>> start Supplied entries
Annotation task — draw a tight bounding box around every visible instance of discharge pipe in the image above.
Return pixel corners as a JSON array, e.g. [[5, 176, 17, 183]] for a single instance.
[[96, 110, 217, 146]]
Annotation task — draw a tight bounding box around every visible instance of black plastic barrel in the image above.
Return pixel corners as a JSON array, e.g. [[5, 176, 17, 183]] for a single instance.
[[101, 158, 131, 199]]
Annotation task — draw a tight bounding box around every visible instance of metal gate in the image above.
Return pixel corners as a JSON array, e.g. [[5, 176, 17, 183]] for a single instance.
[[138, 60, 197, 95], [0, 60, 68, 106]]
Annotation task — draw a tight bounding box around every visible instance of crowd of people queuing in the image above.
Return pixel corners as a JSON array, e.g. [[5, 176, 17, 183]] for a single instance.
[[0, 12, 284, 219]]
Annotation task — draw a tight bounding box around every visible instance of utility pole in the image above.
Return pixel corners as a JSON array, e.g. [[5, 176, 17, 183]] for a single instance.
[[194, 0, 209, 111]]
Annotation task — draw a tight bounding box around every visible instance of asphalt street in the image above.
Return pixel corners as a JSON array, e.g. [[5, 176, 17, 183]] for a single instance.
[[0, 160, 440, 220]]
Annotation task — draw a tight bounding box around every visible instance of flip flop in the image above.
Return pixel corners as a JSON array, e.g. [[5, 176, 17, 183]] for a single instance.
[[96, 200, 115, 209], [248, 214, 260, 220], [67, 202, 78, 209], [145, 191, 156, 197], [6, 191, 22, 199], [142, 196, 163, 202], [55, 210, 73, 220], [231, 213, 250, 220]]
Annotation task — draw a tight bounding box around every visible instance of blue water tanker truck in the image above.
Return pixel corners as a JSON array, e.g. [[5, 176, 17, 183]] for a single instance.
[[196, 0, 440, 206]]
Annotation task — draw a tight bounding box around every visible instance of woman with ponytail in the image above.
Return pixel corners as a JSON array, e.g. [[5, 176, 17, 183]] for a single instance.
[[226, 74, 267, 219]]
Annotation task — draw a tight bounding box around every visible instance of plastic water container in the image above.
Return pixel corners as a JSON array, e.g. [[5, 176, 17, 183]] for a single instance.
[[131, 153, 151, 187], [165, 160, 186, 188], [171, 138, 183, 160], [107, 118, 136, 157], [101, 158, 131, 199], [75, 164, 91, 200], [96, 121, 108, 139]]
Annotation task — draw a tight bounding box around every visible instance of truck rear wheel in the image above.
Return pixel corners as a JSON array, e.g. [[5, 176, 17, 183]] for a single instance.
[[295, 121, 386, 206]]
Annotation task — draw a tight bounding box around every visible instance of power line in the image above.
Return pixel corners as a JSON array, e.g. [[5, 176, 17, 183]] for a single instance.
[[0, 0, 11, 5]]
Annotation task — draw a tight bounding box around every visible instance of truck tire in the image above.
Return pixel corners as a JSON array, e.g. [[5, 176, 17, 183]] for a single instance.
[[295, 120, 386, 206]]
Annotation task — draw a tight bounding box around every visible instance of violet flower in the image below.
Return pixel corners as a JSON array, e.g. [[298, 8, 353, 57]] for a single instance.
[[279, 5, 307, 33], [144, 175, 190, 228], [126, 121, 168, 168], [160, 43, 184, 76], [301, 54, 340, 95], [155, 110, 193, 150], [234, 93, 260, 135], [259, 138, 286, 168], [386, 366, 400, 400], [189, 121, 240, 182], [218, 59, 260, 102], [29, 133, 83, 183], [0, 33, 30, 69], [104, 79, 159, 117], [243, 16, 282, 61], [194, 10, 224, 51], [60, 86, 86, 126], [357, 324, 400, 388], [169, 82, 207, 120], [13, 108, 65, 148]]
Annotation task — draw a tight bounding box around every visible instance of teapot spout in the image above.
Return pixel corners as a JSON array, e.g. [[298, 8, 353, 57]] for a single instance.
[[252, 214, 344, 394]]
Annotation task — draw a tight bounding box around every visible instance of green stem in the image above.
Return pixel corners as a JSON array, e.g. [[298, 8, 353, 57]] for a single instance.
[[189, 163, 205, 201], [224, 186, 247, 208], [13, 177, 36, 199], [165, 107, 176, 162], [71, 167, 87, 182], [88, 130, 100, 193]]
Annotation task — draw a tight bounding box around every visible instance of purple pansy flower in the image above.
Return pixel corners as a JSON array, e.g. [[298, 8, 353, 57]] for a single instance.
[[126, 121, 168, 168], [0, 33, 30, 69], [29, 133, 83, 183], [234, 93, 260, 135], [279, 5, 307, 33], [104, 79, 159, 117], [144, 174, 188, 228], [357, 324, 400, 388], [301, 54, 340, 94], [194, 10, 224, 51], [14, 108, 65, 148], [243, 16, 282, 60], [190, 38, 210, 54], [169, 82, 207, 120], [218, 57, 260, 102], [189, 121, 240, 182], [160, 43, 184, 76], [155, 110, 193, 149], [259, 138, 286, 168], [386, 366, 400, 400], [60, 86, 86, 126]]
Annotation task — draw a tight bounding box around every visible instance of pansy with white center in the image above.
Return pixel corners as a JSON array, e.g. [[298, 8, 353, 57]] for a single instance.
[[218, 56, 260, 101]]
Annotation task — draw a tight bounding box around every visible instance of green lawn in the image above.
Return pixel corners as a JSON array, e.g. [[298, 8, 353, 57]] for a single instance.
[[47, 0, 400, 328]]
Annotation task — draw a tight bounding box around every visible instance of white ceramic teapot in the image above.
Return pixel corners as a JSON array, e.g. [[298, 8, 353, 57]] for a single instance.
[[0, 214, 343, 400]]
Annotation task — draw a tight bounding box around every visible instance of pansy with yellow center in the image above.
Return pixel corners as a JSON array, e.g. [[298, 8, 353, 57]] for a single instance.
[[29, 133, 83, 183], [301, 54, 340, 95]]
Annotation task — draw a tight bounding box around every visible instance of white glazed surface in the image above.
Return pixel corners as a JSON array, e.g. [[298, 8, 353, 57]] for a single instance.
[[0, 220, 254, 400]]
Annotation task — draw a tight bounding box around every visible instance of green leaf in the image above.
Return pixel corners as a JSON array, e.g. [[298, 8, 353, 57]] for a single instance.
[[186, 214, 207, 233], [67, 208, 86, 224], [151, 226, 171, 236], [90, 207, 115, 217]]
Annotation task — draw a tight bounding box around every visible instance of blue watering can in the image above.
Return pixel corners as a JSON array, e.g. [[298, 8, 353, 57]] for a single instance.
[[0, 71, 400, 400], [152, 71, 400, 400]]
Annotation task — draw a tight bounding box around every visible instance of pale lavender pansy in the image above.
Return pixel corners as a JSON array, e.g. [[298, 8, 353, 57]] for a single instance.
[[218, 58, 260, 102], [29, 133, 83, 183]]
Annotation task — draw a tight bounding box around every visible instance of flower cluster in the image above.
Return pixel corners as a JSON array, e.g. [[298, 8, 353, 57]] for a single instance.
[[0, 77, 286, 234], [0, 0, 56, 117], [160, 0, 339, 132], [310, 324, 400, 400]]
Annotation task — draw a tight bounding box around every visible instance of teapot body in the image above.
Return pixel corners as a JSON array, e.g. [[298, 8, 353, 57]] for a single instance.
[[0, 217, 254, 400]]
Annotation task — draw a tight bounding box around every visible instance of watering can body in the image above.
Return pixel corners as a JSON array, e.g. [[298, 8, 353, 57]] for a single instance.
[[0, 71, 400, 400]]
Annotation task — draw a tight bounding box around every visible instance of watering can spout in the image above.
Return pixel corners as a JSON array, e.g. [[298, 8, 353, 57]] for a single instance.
>> end Supplied entries
- [What you need to do]: Copy out the lines of the records starting with the first line and ending with the line that contains "[[96, 110, 217, 146]]".

- [Response to the exercise]:
Annotation task — draw a tight bounding box around every visible instance of discharge pipe in the image above.
Return pixel corners as a JSON array, e.g. [[5, 176, 17, 183]] for a single instance.
[[96, 110, 217, 146]]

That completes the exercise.